• _Description of the task_
For this task, copy the data that follows exactly, keeping every character.

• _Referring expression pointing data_

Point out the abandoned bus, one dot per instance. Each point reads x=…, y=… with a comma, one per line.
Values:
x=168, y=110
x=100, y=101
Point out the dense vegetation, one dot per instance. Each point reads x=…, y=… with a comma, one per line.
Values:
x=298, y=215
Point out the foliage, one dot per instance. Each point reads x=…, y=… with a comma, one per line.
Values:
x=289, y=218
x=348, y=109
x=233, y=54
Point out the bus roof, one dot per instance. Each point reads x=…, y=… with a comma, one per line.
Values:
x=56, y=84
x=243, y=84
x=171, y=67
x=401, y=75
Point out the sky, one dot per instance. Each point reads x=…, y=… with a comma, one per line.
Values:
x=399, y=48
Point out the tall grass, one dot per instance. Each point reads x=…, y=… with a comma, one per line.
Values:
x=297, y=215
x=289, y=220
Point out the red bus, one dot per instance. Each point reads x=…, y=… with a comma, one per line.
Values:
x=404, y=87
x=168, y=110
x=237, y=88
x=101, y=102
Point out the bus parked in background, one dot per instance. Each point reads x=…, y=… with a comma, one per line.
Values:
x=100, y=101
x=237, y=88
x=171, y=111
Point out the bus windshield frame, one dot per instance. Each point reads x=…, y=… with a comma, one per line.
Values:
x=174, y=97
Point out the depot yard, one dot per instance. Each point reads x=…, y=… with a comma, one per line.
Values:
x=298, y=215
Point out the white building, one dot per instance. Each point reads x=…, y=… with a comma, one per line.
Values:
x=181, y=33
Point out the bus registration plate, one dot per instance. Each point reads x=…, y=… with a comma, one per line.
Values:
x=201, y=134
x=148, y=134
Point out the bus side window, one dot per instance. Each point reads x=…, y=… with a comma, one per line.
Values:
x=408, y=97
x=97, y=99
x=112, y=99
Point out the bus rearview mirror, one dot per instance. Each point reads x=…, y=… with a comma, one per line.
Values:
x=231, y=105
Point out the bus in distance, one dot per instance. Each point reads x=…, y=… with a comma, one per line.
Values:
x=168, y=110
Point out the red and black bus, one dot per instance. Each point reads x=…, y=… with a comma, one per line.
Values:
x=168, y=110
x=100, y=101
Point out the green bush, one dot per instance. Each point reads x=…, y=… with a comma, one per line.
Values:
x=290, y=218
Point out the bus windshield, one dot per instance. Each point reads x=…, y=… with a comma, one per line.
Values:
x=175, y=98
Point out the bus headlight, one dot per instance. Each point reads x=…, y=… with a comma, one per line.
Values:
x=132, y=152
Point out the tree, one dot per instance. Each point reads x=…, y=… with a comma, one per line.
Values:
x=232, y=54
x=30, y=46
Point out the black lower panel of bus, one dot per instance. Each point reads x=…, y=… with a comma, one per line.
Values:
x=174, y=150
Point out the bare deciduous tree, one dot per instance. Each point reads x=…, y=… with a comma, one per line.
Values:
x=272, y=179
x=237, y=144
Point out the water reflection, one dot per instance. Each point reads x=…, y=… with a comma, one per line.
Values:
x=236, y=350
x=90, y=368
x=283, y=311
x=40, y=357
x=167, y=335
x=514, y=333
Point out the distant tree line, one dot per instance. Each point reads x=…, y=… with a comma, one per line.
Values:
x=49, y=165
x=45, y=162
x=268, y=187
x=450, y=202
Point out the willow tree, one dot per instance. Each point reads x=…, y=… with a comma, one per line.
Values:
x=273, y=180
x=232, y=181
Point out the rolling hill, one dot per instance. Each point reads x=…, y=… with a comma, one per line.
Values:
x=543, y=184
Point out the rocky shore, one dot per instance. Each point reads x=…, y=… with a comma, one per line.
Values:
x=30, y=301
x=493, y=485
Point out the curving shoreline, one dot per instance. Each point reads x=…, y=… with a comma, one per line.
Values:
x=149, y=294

• _Completed task_
Point out the abandoned bus, one dot per instance. Each point reads x=…, y=… with a comma, one per line.
Values:
x=168, y=110
x=100, y=101
Point out the dense vegetation, one dot per instance. Each point reads x=…, y=… with a comma, one per line.
Values:
x=298, y=215
Point out the foliage, one dot per instance. Each point reads x=…, y=… with a comma, one per line.
Values:
x=289, y=218
x=348, y=109
x=233, y=54
Point out the bus roof, one dot per instance. Each point reads x=…, y=… with a comma, one per line.
Values:
x=56, y=84
x=243, y=84
x=171, y=67
x=401, y=75
Point out the sky, one dot per instance. Each point reads x=…, y=… with a comma, one per line.
Values:
x=399, y=48
Point out the tall grass, one dot per instance. Each point reads x=…, y=… with a comma, one per line.
Values:
x=297, y=215
x=289, y=220
Point out the red bus, one dot per instance. Each point reads x=…, y=… with a comma, one per line.
Values:
x=404, y=87
x=168, y=110
x=237, y=88
x=101, y=102
Point out the bus parked in background, one dot per instance. Each point reads x=…, y=… with a comma, one per line.
Values:
x=100, y=101
x=237, y=88
x=171, y=111
Point out the bus windshield frame, one dot per instance. Each point reads x=…, y=… with a comma, one per line.
Values:
x=174, y=97
Point out the depot yard, one dot per instance. Each point reads x=…, y=… with a comma, one per line.
Values:
x=298, y=215
Point out the white building, one dot per instance. Each point reads x=…, y=… with a comma, one per line.
Values:
x=181, y=33
Point out the bus registration plate, one dot per instance. Each point reads x=…, y=… with a comma, one per line.
Values:
x=201, y=134
x=148, y=134
Point out the bus side window, one dot per instance. Each point reads x=…, y=… with a comma, one per line.
Values:
x=408, y=97
x=97, y=99
x=112, y=99
Point out the bus rearview mirror, one dot per instance. Each point reads x=…, y=… with a comma, one per line.
Values:
x=231, y=105
Point out the bus in distance, one dot per instance. Each point reads x=…, y=… with a comma, one per line.
Values:
x=168, y=110
Point out the red and black bus, one dot per instance. Each point reads x=…, y=… with a comma, one per line.
Values:
x=168, y=110
x=100, y=101
Point out the green bush, one dot per instance. Each point reads x=…, y=… with a comma, one per line.
Values:
x=290, y=218
Point out the bus windshield, one dot per instance. Each point reads x=…, y=… with a comma, one per line.
Values:
x=175, y=98
Point out the bus headlight, one dot per instance. Each point reads x=…, y=… with a comma, one per line.
Values:
x=132, y=152
Point out the tree, one dot per instance. Each point reads x=…, y=… with a comma, one per line.
Values:
x=232, y=54
x=30, y=46
Point out the black lower panel of bus, one dot per instance. Each point reads x=…, y=… with a comma, one per line.
Values:
x=174, y=150
Point out the bare deciduous tree, one dot per instance. Each point reads x=…, y=… with a comma, one per line.
Values:
x=272, y=179
x=237, y=144
Point out the water reflection, one dot per instance. Each point reads x=…, y=… with a comma, one per line.
Values:
x=236, y=350
x=90, y=368
x=283, y=311
x=40, y=357
x=167, y=335
x=514, y=333
Point out the distant tree line, one dot per instance. Each point reads x=…, y=… with a comma, one per line.
Values:
x=49, y=165
x=45, y=162
x=268, y=187
x=450, y=202
Point out the willow tree, one dot per instance. Each point reads x=…, y=… with a comma, one per line.
Values:
x=273, y=180
x=232, y=181
Point out the rolling hill, one dot per instance. Each point reads x=…, y=… with a comma, one per line.
Values:
x=543, y=184
Point out the rocky shore, one dot per instance. Each point reads x=…, y=… with a comma, one per line.
Values:
x=30, y=301
x=493, y=485
Point out the curving shoreline, one dot per instance. Each point reads x=…, y=… with a comma, one per line.
Values:
x=149, y=294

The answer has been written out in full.